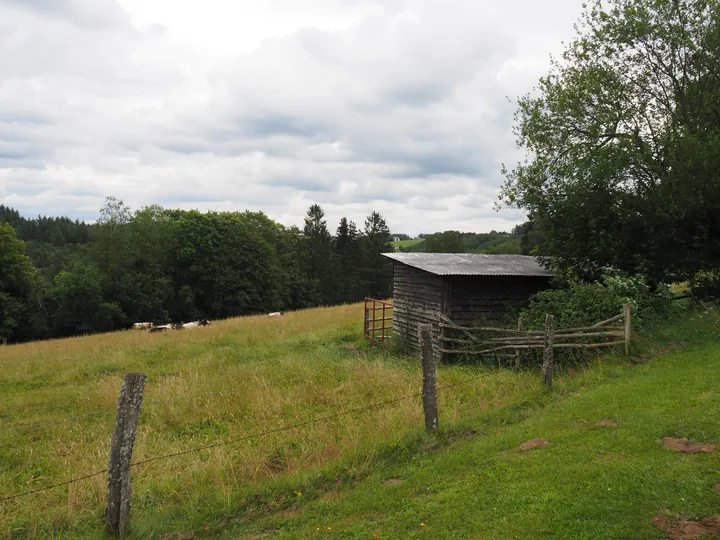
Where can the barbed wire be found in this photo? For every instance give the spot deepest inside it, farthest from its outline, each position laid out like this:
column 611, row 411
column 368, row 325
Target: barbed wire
column 248, row 437
column 165, row 402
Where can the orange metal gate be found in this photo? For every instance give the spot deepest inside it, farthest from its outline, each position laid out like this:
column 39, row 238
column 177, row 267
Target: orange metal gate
column 378, row 320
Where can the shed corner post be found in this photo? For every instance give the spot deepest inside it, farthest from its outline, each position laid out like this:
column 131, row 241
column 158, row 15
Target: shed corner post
column 429, row 394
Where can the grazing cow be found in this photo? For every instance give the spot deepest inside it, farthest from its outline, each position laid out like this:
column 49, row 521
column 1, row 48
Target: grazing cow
column 195, row 324
column 162, row 328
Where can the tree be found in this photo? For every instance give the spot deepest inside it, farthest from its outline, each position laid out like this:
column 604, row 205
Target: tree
column 80, row 306
column 445, row 242
column 19, row 287
column 347, row 251
column 376, row 271
column 319, row 246
column 623, row 139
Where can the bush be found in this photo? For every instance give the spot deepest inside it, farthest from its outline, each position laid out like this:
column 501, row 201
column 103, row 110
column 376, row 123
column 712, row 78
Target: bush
column 584, row 304
column 707, row 286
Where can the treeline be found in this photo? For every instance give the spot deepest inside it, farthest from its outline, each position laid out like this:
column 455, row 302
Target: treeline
column 60, row 277
column 522, row 240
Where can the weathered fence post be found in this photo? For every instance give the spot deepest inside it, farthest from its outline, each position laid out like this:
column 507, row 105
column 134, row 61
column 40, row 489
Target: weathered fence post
column 519, row 352
column 119, row 492
column 628, row 327
column 547, row 353
column 429, row 380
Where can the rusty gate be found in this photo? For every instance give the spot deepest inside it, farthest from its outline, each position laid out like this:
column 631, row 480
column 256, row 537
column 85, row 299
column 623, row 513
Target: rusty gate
column 378, row 320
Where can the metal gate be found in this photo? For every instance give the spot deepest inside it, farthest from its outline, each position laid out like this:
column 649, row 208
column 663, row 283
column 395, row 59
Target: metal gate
column 378, row 320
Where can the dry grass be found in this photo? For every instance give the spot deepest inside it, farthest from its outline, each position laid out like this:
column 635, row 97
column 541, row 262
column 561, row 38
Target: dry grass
column 311, row 351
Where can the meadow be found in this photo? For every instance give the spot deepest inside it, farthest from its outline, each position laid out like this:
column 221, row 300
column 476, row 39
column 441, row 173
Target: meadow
column 370, row 473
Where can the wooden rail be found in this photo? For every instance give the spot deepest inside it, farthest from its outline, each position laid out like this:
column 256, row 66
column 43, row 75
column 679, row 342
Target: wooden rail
column 520, row 340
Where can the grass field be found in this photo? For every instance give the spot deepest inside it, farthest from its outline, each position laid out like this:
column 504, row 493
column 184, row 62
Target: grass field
column 405, row 243
column 369, row 473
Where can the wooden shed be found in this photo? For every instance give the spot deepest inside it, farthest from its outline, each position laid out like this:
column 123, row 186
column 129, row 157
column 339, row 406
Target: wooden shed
column 461, row 286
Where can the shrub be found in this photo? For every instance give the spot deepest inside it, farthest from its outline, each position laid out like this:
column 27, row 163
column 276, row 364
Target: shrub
column 583, row 304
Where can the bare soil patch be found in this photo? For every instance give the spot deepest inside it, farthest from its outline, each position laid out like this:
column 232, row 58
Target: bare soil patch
column 686, row 447
column 393, row 481
column 681, row 530
column 535, row 443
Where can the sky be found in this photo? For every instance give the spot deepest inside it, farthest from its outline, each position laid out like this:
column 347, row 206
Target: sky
column 404, row 107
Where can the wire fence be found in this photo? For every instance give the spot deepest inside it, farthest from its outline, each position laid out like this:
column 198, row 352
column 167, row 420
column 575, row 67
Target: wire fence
column 197, row 395
column 257, row 435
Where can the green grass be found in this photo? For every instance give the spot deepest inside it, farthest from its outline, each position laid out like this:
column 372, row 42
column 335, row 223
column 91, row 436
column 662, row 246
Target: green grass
column 374, row 472
column 405, row 243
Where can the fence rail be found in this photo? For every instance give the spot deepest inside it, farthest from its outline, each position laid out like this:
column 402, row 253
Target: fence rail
column 512, row 343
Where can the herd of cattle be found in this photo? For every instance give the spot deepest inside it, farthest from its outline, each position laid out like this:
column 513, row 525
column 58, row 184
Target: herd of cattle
column 165, row 327
column 180, row 326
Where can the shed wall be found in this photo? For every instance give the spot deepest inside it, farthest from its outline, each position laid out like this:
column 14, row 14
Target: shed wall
column 492, row 297
column 418, row 298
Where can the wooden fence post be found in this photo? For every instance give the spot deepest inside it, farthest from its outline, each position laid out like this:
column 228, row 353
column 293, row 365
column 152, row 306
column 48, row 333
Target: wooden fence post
column 119, row 492
column 429, row 380
column 628, row 327
column 548, row 353
column 519, row 352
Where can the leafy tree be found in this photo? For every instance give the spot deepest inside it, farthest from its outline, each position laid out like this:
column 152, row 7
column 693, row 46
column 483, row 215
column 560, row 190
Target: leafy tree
column 623, row 138
column 80, row 306
column 19, row 287
column 445, row 242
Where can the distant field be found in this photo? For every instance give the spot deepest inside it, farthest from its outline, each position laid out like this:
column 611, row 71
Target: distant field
column 371, row 471
column 270, row 372
column 406, row 243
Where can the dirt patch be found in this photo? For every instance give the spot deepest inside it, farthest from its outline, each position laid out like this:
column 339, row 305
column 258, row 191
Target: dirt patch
column 535, row 443
column 681, row 530
column 332, row 496
column 393, row 482
column 686, row 447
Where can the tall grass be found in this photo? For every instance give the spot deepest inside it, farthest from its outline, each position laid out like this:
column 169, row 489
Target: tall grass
column 232, row 379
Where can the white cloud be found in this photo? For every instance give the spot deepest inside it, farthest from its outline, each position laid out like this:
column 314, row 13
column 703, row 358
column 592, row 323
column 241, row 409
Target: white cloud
column 359, row 105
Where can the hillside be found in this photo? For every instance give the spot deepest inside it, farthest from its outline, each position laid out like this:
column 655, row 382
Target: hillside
column 370, row 471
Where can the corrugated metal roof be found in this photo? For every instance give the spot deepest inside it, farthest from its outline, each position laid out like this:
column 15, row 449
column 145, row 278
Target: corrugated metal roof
column 472, row 264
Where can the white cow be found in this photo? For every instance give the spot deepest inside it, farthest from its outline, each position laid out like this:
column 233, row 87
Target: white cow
column 196, row 324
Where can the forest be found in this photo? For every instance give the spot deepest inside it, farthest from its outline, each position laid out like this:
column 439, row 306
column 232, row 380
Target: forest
column 60, row 277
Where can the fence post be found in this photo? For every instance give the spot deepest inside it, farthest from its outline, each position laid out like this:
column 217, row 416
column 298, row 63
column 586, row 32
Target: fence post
column 548, row 353
column 519, row 352
column 628, row 327
column 119, row 491
column 429, row 380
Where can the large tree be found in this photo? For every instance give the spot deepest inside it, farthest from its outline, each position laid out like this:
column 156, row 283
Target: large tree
column 623, row 141
column 19, row 288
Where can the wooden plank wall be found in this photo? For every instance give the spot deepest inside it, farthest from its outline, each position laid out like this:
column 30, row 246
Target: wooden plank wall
column 417, row 299
column 474, row 296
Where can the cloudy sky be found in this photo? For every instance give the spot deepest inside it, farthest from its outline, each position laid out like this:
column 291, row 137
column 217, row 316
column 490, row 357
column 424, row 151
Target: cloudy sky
column 398, row 106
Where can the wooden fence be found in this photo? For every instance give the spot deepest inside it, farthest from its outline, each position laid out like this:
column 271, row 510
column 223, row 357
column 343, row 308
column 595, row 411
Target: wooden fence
column 513, row 343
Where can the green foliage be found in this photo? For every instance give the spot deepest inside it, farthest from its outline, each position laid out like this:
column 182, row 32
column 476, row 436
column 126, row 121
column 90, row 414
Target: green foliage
column 580, row 303
column 171, row 266
column 623, row 139
column 19, row 287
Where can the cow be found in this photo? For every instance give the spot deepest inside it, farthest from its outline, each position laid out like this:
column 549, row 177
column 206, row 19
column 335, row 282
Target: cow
column 161, row 328
column 196, row 324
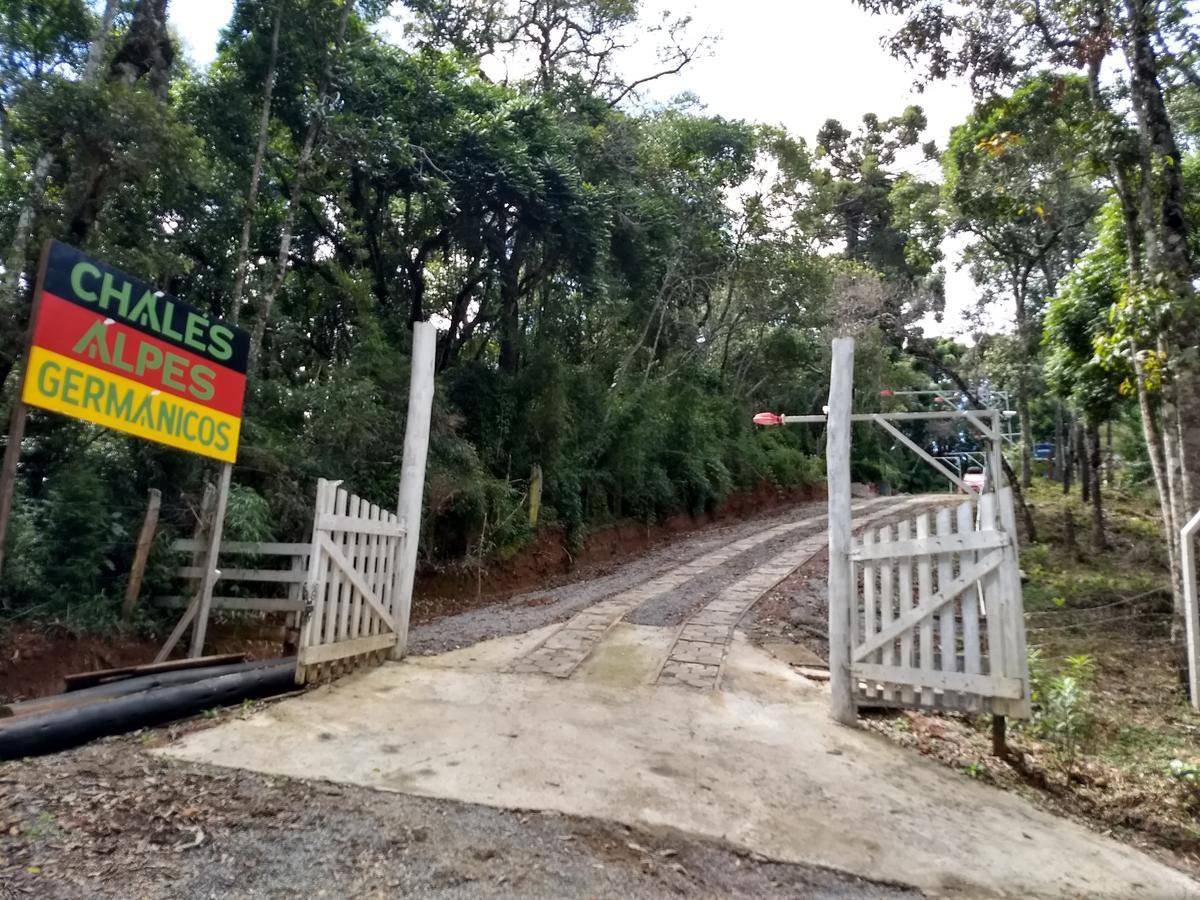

=======

*Task requirements*. Copy the items without any change, from the first line through the line with "column 429, row 394", and include that final line. Leave the pictures out of your copy.

*Final answer*.
Where can the barbed wire be found in this photo? For every instance give the spot deepest inside it, farthest from its outline, each position laid out like this:
column 611, row 411
column 368, row 325
Target: barbed wire
column 248, row 437
column 165, row 402
Where can the orange metal gate be found in this photo? For every instance give the spot deepest inside it, farthest from its outline, each position laid out like this:
column 39, row 238
column 177, row 267
Target: orange metal gate
column 378, row 320
Where can the shed corner post be found in this photo? For every instance give the spot deepest inside it, farthest from its outline, each position laid out like this:
column 131, row 241
column 158, row 15
Target: shed corner post
column 429, row 394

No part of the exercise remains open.